— Page excerpt —
================================

We've had a groundhog/woodchuck/hedgehog thing living under the shed in the back yard for the last couple of years, and although I can't say I've ben happy it's been there (it ate pretty much all of our flower and vegetable garden back in 2008), I've generally just let it be, which is pretty much my policy with all animals. Until they cross a line. As with the squirrels that took up residency in the roof over our bedroom back in December and therefore signed their own eviction notice, the furry little fucker in the backyard has also apparently (and unwittingly) decided that he no longer wants to be our guest.
So what did the groundhog (henceforth known as Wally) do that finally made me decide that he had to go? He started to use the area near the shed as his own personal bathroom. Over the course of the Spring, he gradually turned a four-foot long crevice in the back yard into a canyon of shit. Literally packed with soggy, seed-filled shit. One of the most annoying and nauseating things I've ever had to deal with, and it made me slightly crazy. To the point where, on a day where my temper had already been completely frayed by the sudden, explosive death of my not-that-old lawnmower (which made my tight schedule much, much tighter when I had to drive across the county to pick up my dad's mower) right after I spent ten minutes shoveling out groundhog shit in preparation for mowing - and, well, as I pulled back into the driveway, there was Wally just sitting in the side yard, and I gunned the engine, fully prepared to run down the hairy little shit machine.

================================

— Extracted material —
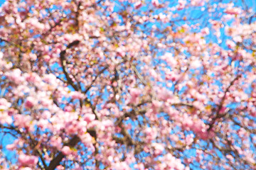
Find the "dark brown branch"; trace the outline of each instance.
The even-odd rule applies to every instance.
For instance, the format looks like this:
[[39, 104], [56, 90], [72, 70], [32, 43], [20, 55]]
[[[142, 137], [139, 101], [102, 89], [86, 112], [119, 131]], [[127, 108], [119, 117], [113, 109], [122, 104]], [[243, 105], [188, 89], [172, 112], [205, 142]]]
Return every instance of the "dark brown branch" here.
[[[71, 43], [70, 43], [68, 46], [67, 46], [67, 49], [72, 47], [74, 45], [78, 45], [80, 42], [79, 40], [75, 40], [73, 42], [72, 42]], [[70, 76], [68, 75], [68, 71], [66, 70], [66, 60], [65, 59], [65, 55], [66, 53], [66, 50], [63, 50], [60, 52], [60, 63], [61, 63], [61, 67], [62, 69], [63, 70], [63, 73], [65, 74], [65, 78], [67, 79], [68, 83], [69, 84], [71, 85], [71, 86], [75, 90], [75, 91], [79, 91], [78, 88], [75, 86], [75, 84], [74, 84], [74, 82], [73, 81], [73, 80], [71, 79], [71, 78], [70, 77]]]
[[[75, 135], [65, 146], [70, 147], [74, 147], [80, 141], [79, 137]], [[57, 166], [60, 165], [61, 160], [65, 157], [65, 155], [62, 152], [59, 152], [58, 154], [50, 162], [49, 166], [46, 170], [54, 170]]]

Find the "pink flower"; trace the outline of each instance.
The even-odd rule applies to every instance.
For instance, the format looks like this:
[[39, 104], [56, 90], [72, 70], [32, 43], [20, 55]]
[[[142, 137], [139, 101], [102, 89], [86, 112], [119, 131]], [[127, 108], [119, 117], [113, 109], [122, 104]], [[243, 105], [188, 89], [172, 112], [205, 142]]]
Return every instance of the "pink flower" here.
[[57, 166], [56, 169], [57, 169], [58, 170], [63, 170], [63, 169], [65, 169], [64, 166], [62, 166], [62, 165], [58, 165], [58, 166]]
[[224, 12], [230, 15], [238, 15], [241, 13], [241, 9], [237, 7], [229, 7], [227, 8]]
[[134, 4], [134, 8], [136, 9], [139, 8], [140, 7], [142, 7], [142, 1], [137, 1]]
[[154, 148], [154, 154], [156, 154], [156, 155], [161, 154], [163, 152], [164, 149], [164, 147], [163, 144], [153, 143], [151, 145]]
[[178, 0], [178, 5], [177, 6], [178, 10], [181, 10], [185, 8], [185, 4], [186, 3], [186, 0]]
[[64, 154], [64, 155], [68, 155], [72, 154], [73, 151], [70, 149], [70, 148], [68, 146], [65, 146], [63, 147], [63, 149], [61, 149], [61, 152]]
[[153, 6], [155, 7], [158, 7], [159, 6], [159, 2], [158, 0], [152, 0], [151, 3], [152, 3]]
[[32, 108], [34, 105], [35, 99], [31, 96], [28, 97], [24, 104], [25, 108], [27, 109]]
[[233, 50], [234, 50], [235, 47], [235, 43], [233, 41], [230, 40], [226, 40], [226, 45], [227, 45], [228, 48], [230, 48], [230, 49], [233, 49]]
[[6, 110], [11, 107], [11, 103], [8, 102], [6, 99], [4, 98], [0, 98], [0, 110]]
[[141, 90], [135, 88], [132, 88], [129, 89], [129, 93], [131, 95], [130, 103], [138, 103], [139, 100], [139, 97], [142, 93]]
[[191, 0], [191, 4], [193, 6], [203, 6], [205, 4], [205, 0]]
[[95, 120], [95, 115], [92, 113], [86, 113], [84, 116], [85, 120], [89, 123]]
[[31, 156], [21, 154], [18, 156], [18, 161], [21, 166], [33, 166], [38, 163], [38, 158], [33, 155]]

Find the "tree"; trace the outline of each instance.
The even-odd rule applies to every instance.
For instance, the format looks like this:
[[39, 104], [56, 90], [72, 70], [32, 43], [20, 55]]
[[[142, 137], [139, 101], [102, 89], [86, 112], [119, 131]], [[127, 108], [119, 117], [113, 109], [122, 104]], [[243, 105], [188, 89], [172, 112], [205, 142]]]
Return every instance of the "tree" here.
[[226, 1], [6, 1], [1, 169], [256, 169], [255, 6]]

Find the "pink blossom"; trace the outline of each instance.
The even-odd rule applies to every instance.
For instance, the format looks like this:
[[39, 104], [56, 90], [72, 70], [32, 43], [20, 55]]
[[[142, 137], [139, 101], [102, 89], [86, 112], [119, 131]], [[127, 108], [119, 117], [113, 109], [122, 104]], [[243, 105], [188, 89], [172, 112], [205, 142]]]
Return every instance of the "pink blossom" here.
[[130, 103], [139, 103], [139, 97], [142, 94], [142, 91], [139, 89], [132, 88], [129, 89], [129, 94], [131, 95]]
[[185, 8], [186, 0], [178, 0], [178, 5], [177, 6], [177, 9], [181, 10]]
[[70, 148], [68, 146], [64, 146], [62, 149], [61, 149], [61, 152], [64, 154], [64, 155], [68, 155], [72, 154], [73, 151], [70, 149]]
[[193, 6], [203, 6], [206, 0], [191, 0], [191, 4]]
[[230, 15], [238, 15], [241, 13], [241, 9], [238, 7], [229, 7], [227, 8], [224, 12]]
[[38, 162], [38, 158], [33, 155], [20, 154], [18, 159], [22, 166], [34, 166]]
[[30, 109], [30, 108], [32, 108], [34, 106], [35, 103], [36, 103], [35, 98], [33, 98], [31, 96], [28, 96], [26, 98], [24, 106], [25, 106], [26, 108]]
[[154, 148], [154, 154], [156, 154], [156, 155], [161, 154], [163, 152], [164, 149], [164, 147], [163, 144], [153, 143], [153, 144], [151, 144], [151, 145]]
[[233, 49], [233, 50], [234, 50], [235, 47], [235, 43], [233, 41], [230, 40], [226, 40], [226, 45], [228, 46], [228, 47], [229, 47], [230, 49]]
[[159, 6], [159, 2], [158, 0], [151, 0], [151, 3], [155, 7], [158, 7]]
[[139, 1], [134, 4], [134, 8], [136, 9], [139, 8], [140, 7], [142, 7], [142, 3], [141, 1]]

================================

Resume the post about the groundhog under the shed, picking up right after its final sentence. The rows have nothing to do with the groundhog post.

Thankfully, I came to my senses (mental and moral) right away and slammed on the brakes at the end of the driveway. But the incident made it crystal clear to me that Wally needed to be humanely removed by trained professionals, because I had become Carl Spackler from Caddyshack, and my next step was going to be Semtex.
So the Bug Runner - the same group that dealt with my squirrels - came by this morning with a trap, baited with whatever it is you would bait a trap for a groundhog, and suggested that Wally would get in there in the next day or so. Good for Wally, and good for me.
At around 10 PM, I heard what I at first took to be the mewing of our new kittens, but then I realized that they were calmly asleep in the bedroom, and the sound wasn't so much of a mewling as a loud, panicked shrieking, and it was only quieter because it was coming from the back yard. And it just kept on and on and on. If it is Wally in the trap, he's not in pain (thank God), but he's sure not happy about it.
But I sure am. Wally's going to get picked up tomorrow and taken to be released in style, up in Harriman Park. Allow me the small (unbelievably small, petty to a nearly quantum degree) pleasure of listening to Wally sing his song of impotent fury for one night before retiring to do his shitting elsewhere.